[Pointing dataset excerpts]
··········

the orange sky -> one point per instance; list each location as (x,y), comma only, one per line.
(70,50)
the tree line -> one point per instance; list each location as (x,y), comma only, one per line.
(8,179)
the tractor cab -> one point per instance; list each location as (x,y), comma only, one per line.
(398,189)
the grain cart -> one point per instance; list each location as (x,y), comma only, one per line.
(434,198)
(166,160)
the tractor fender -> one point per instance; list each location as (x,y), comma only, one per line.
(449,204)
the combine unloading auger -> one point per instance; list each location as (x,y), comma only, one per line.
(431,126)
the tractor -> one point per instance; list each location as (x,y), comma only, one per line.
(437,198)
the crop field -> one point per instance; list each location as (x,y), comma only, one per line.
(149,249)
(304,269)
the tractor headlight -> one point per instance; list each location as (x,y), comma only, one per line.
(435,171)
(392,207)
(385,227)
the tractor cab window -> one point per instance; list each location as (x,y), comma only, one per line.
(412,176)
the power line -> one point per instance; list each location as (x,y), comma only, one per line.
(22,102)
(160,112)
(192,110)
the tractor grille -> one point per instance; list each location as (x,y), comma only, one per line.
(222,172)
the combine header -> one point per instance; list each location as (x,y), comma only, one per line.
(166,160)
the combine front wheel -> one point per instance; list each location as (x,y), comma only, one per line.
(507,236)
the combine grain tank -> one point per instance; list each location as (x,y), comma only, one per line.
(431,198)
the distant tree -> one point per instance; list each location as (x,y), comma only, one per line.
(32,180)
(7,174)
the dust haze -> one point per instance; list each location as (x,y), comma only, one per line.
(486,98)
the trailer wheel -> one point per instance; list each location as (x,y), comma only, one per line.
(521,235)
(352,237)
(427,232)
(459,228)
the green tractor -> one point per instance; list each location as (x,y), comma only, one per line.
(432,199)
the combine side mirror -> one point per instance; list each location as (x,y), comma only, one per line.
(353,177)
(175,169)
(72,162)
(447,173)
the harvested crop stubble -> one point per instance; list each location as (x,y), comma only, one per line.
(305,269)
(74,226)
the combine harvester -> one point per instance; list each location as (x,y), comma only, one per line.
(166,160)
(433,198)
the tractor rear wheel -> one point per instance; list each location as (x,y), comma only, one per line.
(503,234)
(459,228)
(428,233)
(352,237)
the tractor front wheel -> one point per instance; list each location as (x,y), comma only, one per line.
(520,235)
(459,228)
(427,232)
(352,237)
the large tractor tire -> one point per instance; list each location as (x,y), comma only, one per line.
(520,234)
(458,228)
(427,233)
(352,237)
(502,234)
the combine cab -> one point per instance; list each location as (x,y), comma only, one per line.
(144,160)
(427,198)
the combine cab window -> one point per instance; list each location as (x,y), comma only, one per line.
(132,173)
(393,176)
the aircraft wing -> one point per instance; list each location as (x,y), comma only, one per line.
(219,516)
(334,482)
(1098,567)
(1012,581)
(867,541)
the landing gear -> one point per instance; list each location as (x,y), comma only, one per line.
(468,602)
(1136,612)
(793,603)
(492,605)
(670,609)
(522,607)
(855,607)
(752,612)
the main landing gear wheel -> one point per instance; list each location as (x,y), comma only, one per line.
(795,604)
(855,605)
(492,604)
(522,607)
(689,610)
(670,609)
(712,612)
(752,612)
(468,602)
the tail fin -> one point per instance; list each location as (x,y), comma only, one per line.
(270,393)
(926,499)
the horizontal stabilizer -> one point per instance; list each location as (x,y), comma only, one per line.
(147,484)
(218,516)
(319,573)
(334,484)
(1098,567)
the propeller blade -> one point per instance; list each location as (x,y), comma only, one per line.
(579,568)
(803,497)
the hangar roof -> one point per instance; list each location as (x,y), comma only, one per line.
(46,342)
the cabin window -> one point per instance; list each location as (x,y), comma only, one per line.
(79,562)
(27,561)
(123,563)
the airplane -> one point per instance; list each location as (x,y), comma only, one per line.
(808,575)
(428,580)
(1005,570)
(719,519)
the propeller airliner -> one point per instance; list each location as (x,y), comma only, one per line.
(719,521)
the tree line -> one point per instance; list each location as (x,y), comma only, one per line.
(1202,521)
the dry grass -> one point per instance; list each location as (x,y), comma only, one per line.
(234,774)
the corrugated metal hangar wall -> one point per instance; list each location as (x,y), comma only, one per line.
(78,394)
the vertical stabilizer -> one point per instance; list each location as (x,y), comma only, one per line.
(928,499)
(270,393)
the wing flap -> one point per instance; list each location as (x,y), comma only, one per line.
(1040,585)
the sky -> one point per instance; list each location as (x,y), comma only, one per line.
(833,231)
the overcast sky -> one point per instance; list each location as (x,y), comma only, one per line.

··········

AIM OF THE EXERCISE
Transcribe all lines as written.

RESPONSE
the orange sky -> one point per instance; list each location as (x,y), comma only, one per line.
(70,50)
the tree line -> one point per instance; list each location as (x,y), comma only, one per line.
(8,179)
the tractor cab -> one point per instance; list each location as (x,y), comma only, one per line.
(398,189)
the grain cart -> one point per instance; list each location as (x,y), comma only, one per line.
(434,198)
(166,160)
the tractor fender -> one point per instance; list each location as (x,y), comma only, one per line.
(449,204)
the combine unloading auger -> one point per instance; list each location as (x,y), comma only, one per line.
(431,126)
the tractor -> one point per instance; list each location as (x,y), comma only, one per line.
(437,198)
the crop field -> one point per instance; list each location as (x,y), comma only, one per line.
(149,249)
(304,269)
the tractor headlight -> one point per instance; list each location as (x,y), comma only, one per line.
(435,171)
(392,207)
(385,227)
the tractor cab window -> one point per instance; list each location as (x,y), comma only, one per line.
(412,176)
the power line -> one point per instance; list each location as (x,y), comma only, one per line.
(22,102)
(160,112)
(192,110)
the tractor grille -> one point per instance; list each location as (x,y), comma only, one per line.
(222,172)
the combine header -> one point per instance; list each location as (x,y), comma only, one per line.
(166,160)
the combine front wheel -> one point per instance; list each location as (x,y), comma only, one per line.
(507,236)
the combine grain tank -> one point per instance; list each location as (x,y), comma only, one per line.
(431,198)
the distant tree -> one point per instance; list each location as (x,y), comma only, one per line.
(32,180)
(7,174)
the dust haze -> one point per instance; list each location as (x,y), comma only, one per line.
(486,98)
the trailer wheel -> one point per instance; list each location as (x,y), comma only, one per line.
(521,235)
(352,237)
(427,232)
(459,228)
the green tractor -> one point per instance; list each location as (x,y), comma only, one per line.
(432,199)
the combine side mirror -> one point per instance; list each location as (x,y), comma only, one per line.
(353,177)
(175,169)
(72,162)
(447,173)
the harvested crop stubble -> one point per instance; list each location as (x,y), comma only, one per line.
(305,269)
(74,226)
the combine harvester -> one point per instance; list each location as (x,y), comma only, one per line.
(166,160)
(433,198)
the tractor rear wheel -> one point per instance; list each location as (x,y), comma only, one per line.
(503,234)
(459,228)
(428,233)
(352,237)
the tractor front wheel -> one point per instance; list each location as (x,y), comma only, one per line.
(520,235)
(459,228)
(427,232)
(352,237)
the large tractor tire -> one point per instance; list each location as (x,y), comma only, one per line.
(520,234)
(458,228)
(427,233)
(352,237)
(502,234)
the combine cab -> one point per instance; list each location as (x,y), comma only, one per line.
(144,160)
(427,198)
the combine cab window -> one point per instance; list each location as (x,y), comma only, one per line.
(132,173)
(393,176)
the aircraft wing -> one point per instance; list each location as (x,y), comma only, one per line.
(219,516)
(334,482)
(1098,567)
(1012,581)
(867,541)
the landing gear -> one point per instance; list each location as (x,y), comma only, one per line.
(468,602)
(1136,612)
(793,603)
(492,605)
(670,609)
(522,607)
(855,607)
(752,612)
the main landing gear wheel -> one point per instance; list each location as (x,y), comma only, one per line.
(795,604)
(855,605)
(492,604)
(522,607)
(689,610)
(670,609)
(712,612)
(752,612)
(468,602)
the tail fin -> one point per instance; list each location as (x,y), comma only, one per line.
(270,393)
(926,499)
the horizontal stabilizer -> one point per instance; list each location as (x,y), comma only, one per line.
(147,484)
(218,516)
(319,573)
(334,484)
(1098,567)
the propeller blade -> one point per instance; list each location as (x,y), comma only, one per line.
(579,568)
(803,497)
the hangar roof -> one point per instance; list each location as (x,y), comma only, one per line.
(46,342)
the cabin window -> one point per instance; list each location as (x,y), comma only, one per line.
(79,562)
(27,561)
(123,563)
the airplane -> one point per instance; list each location as (x,y), comma only, one per line.
(808,575)
(428,580)
(1005,570)
(719,519)
the propeller airliner -> one point per instance; list each location as (x,y), comma only, one per line.
(719,521)
the tree line -> one point per instance; list each location as (x,y), comma only, one per line.
(1202,521)
the dry grass -> one point per instance; list each location as (x,y), comma only, one per line.
(234,774)
the corrugated metal hangar wall -> one point per instance; list each location as (x,y), comma only, one per line.
(78,394)
the vertical stabilizer -> one point per instance; list each location as (x,y), comma only, one per line.
(928,499)
(270,393)
the wing flap -> one point per instance; list each location as (x,y), comma only, one per line.
(1040,585)
the sky -> one point per instance; list each location as (x,y), comma only, one per line.
(833,231)
the overcast sky -> one point per instance; list each location as (x,y), comma only, one per line.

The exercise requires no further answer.